__DIRECTIONS__:
Extract the whole listing below line by line, with every character unchanged.

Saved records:
# # #

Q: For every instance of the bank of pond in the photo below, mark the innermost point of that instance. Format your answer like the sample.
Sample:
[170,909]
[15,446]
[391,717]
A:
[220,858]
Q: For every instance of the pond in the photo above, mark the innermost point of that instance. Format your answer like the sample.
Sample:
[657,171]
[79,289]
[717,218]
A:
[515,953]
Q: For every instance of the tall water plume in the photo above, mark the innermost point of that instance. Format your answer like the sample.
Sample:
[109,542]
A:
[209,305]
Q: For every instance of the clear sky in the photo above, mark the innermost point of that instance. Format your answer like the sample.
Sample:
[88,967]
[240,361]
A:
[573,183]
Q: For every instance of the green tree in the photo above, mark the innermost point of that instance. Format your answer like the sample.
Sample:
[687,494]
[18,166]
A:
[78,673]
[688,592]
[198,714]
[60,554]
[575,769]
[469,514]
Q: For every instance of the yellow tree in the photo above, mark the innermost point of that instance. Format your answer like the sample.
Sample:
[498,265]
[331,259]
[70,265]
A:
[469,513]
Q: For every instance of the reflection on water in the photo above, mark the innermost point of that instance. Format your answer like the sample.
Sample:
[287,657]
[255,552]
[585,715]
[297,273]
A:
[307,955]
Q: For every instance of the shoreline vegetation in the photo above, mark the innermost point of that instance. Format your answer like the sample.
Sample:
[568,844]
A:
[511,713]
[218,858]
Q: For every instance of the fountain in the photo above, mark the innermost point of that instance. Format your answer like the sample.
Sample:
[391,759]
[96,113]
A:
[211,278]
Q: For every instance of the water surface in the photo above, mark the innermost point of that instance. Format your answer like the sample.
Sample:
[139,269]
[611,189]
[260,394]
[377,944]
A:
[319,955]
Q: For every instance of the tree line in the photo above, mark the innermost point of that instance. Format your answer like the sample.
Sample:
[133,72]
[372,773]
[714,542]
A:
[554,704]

# # #

__CORRECT RESULT__:
Q: For every instance of the bank of pond in the photo below, mark the innermost point of that instance. Format your answer like the sample.
Sample:
[170,909]
[15,446]
[391,717]
A:
[220,858]
Q: For every instance of the pond in the photo above, mark the innermost point of that instance. Format your answer like the sample.
Sample:
[657,171]
[79,289]
[717,218]
A:
[515,953]
Q: For every instance of the tall water plume in the photo above, mark the innermost point of that instance. Format your answer like the sample.
Sample:
[109,542]
A:
[209,305]
Q: For every instance of the clear sky in the photo above, mark the innermost point of that instance. Format your answer like the sample.
Sample:
[88,967]
[240,361]
A:
[573,183]
Q: For every instance of the green tree in the photo above, mark the innermost point of that instance. Format your answer like the sample.
Sample:
[687,494]
[18,166]
A:
[78,673]
[688,592]
[198,714]
[60,554]
[575,769]
[469,514]
Q: For every instance of the yellow tree in the photo above, mark the innermost point of that instance. Format your answer like the sample.
Sample:
[498,265]
[331,259]
[70,265]
A:
[469,513]
Q: For every instance of the reflection on water in the photo above, mark the innermost point of that instance. Format your answer like the sample.
Sample:
[287,657]
[255,552]
[585,715]
[297,273]
A:
[307,955]
Q: For every instance of the shoreline vegetation in the photo above, mark the innermost point of that instance. Format your answer like the sample.
Sample:
[568,844]
A:
[511,713]
[218,858]
Q: For every instance of the fountain in the photo above, mark the innermost point of that instance. Format your answer like the sample.
Sample:
[391,759]
[96,113]
A:
[211,278]
Q: For every instance of the water surface in the photo above, mark the innermost point of that instance. Format your answer like the sample.
Sample:
[139,269]
[611,189]
[260,394]
[377,944]
A:
[319,955]
Q: For every instance of the tree line in the photo above, mark the innermost point of that instance. Format your answer like the sample.
Sample:
[133,72]
[372,773]
[714,542]
A:
[554,704]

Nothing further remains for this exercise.